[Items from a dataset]
......

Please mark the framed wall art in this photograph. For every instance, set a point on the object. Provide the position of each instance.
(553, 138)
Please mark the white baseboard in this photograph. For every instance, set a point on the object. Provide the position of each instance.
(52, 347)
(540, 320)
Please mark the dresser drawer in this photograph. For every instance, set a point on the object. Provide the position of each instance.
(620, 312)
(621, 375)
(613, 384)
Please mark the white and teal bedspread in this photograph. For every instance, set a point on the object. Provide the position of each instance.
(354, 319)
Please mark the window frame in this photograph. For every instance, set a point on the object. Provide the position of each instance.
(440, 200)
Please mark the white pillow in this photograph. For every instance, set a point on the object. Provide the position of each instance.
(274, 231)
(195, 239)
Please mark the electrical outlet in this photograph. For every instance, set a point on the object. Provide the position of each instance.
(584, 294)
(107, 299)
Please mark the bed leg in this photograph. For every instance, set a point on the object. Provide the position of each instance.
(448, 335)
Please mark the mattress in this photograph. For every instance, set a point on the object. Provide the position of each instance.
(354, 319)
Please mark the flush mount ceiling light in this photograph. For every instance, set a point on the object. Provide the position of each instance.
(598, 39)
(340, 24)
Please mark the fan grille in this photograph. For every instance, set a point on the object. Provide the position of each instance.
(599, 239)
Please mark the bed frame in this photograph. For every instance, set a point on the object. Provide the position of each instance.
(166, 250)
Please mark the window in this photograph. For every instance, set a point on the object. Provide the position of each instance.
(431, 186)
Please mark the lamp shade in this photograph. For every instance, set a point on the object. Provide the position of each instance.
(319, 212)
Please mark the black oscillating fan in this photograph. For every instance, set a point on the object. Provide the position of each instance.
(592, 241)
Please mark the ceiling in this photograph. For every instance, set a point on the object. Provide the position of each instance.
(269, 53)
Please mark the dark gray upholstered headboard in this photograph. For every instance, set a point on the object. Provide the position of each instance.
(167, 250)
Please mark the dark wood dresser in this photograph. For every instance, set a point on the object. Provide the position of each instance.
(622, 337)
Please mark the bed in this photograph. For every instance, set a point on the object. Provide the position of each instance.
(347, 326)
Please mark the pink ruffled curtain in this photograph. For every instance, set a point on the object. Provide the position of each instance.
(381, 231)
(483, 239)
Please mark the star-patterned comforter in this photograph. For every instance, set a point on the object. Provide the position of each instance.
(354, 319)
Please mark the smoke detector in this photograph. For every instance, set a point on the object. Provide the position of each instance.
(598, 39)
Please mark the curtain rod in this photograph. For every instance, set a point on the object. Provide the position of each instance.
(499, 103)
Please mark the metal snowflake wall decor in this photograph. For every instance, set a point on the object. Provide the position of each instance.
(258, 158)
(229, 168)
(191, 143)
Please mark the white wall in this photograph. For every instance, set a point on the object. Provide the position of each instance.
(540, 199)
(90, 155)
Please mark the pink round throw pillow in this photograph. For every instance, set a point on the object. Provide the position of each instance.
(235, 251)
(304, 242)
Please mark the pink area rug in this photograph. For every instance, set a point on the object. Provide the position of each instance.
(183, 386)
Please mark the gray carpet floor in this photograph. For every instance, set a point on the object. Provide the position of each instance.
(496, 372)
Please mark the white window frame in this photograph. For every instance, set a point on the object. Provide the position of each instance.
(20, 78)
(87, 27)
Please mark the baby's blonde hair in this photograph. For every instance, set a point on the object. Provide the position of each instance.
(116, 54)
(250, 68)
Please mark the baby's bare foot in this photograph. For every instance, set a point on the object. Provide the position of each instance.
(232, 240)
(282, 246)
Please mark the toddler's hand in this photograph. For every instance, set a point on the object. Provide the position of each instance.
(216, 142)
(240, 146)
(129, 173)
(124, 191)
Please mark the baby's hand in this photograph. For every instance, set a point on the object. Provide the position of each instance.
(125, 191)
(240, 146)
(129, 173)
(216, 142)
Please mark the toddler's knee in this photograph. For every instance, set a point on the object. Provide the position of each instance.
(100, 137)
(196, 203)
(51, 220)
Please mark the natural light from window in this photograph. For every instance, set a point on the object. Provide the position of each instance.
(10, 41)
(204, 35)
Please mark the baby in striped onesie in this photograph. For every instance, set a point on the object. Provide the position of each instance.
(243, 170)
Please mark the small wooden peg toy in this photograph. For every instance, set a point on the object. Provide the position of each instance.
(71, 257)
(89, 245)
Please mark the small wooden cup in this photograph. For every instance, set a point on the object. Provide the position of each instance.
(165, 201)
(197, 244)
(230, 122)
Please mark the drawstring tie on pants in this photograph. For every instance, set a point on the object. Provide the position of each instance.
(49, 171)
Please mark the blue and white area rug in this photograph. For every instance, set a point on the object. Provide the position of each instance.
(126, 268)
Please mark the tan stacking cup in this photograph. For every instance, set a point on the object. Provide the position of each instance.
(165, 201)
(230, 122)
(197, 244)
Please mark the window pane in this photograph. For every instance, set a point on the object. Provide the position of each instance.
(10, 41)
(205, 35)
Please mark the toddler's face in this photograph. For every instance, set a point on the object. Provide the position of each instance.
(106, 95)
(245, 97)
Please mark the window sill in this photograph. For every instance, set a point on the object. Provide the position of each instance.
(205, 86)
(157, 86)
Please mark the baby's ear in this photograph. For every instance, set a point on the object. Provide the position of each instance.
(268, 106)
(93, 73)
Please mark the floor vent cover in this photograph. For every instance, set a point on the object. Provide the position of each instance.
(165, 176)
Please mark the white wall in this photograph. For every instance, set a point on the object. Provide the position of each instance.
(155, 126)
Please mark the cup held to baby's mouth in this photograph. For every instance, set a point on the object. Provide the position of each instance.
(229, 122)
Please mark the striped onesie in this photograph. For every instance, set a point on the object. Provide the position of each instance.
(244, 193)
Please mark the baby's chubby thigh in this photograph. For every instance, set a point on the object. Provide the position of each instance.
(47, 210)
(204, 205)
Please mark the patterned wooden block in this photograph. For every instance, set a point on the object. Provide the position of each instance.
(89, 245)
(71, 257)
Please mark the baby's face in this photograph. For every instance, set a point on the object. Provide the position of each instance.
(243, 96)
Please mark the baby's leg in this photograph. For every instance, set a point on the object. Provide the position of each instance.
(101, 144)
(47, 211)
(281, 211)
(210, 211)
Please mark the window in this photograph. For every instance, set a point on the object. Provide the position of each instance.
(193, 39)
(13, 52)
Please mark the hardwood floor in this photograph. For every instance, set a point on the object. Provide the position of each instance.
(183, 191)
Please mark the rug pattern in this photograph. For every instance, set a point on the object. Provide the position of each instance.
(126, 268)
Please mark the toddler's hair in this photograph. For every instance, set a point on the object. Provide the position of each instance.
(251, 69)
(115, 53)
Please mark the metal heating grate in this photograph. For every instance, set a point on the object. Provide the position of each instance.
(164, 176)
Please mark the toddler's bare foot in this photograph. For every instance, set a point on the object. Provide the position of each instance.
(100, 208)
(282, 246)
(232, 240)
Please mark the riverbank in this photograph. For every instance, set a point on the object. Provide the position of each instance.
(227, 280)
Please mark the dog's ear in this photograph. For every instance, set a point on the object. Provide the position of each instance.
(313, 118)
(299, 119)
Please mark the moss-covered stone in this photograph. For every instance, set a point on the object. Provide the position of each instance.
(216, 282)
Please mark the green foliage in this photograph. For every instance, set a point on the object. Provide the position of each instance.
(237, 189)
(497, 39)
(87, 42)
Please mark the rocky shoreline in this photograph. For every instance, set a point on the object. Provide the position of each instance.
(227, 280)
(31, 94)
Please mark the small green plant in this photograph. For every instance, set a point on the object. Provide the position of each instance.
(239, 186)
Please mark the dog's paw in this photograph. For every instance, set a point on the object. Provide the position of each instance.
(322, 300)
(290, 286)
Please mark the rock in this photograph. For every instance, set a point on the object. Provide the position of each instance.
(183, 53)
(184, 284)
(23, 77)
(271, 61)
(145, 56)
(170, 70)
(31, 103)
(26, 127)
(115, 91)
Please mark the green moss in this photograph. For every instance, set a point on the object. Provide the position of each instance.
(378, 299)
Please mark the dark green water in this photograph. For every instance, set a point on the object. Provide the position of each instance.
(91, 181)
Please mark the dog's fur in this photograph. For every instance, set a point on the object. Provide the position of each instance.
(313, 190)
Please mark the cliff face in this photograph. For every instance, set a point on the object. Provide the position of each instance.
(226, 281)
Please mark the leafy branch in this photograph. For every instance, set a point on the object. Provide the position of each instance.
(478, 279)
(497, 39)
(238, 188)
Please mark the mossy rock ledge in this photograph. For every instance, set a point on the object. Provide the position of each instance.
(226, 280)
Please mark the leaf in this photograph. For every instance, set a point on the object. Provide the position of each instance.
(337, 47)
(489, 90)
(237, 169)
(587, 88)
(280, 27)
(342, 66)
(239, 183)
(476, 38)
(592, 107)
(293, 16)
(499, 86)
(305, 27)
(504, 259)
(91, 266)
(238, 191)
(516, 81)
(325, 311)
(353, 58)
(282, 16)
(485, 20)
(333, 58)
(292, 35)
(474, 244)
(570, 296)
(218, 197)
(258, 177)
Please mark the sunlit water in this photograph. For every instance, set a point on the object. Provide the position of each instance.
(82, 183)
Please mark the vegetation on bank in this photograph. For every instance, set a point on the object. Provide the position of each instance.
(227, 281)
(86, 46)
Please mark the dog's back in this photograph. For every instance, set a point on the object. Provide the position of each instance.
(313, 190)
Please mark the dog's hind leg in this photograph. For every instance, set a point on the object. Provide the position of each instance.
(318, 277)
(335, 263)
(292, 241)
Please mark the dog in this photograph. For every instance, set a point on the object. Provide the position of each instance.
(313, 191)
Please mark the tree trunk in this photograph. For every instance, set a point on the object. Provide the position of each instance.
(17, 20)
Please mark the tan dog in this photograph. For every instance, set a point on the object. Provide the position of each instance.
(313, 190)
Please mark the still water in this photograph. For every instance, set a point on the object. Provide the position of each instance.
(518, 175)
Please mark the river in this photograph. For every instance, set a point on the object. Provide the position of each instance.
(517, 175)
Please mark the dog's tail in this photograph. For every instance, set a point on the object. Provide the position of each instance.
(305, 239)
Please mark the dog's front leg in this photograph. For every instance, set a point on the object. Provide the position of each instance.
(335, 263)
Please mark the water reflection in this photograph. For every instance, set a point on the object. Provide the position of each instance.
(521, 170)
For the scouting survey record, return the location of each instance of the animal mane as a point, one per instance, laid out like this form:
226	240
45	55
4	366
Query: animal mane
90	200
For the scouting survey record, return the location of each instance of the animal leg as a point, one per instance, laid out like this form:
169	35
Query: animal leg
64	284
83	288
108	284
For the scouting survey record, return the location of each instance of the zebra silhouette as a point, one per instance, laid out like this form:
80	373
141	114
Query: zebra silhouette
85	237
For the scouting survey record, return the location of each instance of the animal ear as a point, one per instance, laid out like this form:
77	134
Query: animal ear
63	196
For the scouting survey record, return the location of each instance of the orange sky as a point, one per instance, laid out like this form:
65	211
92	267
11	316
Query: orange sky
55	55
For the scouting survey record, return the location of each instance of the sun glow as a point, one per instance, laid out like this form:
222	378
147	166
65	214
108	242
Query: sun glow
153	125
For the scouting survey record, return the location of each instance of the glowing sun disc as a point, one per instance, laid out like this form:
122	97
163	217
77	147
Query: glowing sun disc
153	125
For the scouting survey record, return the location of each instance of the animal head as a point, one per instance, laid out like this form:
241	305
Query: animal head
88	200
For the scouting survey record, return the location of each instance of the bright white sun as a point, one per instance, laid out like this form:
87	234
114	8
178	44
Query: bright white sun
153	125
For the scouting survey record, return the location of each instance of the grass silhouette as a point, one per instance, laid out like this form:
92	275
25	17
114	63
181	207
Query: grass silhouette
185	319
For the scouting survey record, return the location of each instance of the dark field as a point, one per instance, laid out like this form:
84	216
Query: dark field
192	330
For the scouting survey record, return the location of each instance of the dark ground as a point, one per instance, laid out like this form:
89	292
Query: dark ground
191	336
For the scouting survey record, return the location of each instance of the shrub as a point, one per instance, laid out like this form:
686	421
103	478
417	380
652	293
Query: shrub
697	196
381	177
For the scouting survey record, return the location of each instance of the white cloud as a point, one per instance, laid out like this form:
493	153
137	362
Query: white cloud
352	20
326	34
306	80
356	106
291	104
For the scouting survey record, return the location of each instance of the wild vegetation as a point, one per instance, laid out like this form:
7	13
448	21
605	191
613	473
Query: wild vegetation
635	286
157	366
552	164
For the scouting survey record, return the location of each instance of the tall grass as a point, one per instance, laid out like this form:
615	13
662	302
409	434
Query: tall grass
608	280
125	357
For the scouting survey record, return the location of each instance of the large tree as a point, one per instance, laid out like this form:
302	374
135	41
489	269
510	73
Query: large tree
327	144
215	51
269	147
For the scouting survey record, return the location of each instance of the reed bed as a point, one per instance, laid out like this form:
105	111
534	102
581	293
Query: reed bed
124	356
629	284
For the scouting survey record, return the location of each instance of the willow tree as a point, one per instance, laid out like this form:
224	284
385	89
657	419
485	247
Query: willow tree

......

▶ What this task involves
Copy every line above in which the string "willow" shows up.

▶ The completed task
For the scouting survey record, return the location of each instance of the willow tree as a point, one per instance, laid out like this form:
Query: willow tree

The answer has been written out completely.